> **Consigne**
Indiquez de quelle revue proviennent les trente nouvelles du recueil, d'après la critique ci-dessous.

Au seuil des ténèbres

Au seuil des ténèbres

Kim ANTIEAU, Jay R. BONANSINGA, Poppy Z. BRITE, Ramsey CAMPBELL, Hugh B. CAVE, Douglas CLEGG, Nancy Averill COLLINS, Matthew John COSTELLO, Peter CROWTHER, James S. DORR, Ray GARTON, Rick HAUTALA, Brian HODGE, Barry HOFFMAN, Nancy HOLDER, Jack KETCH
J'AI LU
500pp - 17,50 €

Bifrost n° 30

Critique parue en avril 2003 dans Bifrost n° 30

« Trente histoires d’angoisse et d’effroi », comme le dit le sous titre du présent volume, voilà qui évoque d’emblée une armée de fantômes, vampires, esprits frappeurs et autres morts-vivants. La grande force de l’anthologie de Richard Chizmar est précisément d’aller contre cette idée reçue. Les trente nouvelles publiées dans ce recueil proviennent toutes de la revue américaine Cemetery Dance. Dix-sept d’entre elles ne mettent en scène aucun élément surnaturel. Les treize autres, à quelques exceptions près, ne l’utilisent pas comme argument central. L’angoisse et l’effroi sont suscités par la démence, les corps déchiquetés, les pulsions animales, les instincts parricides et la morbidité humaine.

La terrible banalité de certaines histoires est ici plus effroyable que n’importe quel monstre visqueux et cruel. Car il est dès lors impossible de prendre de la distance, de se réfugier derrière l’idée que « de toute manière, c’est inventé ». Le Mal rampe et s’infiltre chez le voisin, le parent, l’ami, rendant chacun suspect, faisant pénétrer la peur chez soi, alors même que l’on joue avec ses enfants.

« De Grandes espérances » (Kim An-tieau) met en scène une fillette empoisonnant ses sœurs avec  de  la  mort aux  rats,  persuadée d’être affamée à leur profit par ses parents. Dans « Au loup ! » (Rick Hau-tala), un jeune garçon livre une amie à un tueur afin de pouvoir assister, par curiosité, à un meur-tre. « Le Chariot d’urgence » (Nancy Holder) présente un médecin qui s’aperçoit, terrifié, que supplicier des patientes dans le coma lui procure des érections. « La Carabine » (Jack Ketchum) décrit le meurtre d’un fils que sa mère découvre habité par le Mal. « À l’épreuve du feu » (Barry Hoffman) observe des fils assassinant leurs pères, animés par des pulsions animales réveillées par leurs propres géniteurs… Autant d’exemples qui pourraient figurer au registre des faits divers, mais si bien décortiqués qu’ils en deviennent à la fois plus incroyables et plus réels.

Pourquoi de telles nouvelles relèvent-elles alors de l’Imaginaire ?

Enregistrements extraits
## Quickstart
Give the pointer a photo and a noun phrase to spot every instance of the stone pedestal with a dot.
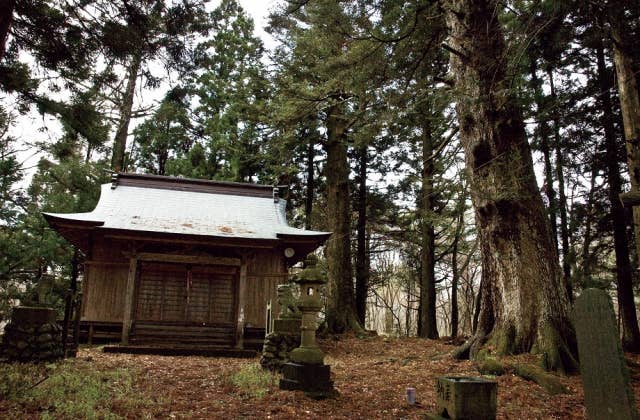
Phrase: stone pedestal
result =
(463, 397)
(314, 379)
(32, 335)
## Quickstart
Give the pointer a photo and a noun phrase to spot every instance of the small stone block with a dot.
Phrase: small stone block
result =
(305, 377)
(466, 398)
(27, 315)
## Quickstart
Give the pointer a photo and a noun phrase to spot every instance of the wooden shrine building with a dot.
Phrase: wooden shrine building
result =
(176, 261)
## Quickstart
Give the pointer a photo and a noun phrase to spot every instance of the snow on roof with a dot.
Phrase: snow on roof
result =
(152, 209)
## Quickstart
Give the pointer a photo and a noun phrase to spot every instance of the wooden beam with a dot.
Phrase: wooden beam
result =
(242, 297)
(188, 259)
(169, 238)
(106, 263)
(128, 300)
(630, 199)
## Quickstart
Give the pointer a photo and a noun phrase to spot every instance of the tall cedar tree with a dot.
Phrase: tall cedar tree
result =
(524, 303)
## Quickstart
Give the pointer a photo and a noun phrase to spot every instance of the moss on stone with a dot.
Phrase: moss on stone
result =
(549, 382)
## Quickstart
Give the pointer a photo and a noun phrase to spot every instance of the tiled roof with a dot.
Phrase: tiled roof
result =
(137, 208)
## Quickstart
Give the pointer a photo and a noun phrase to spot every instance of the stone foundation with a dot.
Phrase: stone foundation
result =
(276, 349)
(32, 335)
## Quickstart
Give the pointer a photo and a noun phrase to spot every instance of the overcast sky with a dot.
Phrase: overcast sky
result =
(34, 127)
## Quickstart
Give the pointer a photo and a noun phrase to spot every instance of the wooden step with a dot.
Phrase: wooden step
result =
(207, 351)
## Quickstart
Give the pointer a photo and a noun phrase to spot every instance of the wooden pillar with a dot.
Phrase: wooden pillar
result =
(128, 300)
(240, 312)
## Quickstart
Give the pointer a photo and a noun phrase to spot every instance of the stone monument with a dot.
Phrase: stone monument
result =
(306, 371)
(605, 378)
(286, 330)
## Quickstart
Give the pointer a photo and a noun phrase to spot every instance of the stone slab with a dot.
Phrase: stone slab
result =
(604, 371)
(466, 398)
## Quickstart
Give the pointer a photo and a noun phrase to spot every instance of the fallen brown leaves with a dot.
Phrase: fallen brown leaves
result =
(371, 376)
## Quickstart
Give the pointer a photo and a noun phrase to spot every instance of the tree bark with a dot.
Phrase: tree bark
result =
(428, 327)
(524, 304)
(6, 19)
(118, 163)
(341, 314)
(624, 278)
(562, 198)
(629, 103)
(362, 272)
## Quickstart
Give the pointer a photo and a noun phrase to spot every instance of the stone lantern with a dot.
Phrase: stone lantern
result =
(306, 371)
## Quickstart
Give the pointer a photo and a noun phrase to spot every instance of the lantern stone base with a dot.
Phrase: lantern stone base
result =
(32, 335)
(466, 398)
(313, 379)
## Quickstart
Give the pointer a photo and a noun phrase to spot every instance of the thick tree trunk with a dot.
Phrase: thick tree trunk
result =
(118, 163)
(6, 19)
(341, 314)
(624, 278)
(543, 133)
(562, 198)
(629, 104)
(362, 271)
(428, 327)
(524, 303)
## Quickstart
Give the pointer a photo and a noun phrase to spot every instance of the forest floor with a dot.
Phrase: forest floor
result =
(371, 376)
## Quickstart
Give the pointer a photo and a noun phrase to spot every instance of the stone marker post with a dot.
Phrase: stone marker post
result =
(607, 393)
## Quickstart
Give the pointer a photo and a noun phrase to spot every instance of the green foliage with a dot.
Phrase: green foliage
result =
(71, 389)
(253, 381)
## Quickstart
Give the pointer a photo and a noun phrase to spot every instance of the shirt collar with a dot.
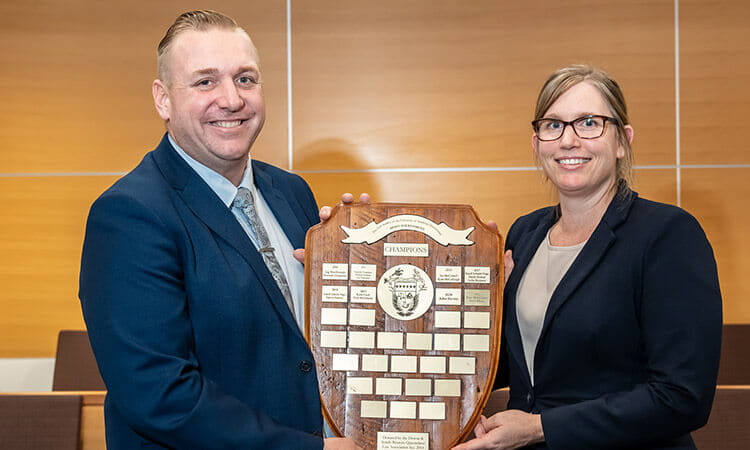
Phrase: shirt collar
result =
(220, 185)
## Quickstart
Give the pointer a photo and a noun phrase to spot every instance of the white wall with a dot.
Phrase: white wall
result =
(26, 374)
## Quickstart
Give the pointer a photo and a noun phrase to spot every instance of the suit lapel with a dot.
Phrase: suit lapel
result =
(280, 207)
(591, 254)
(524, 250)
(204, 203)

> **Réponse**
Elles proviennent toutes de la revue américaine Cemetery Dance.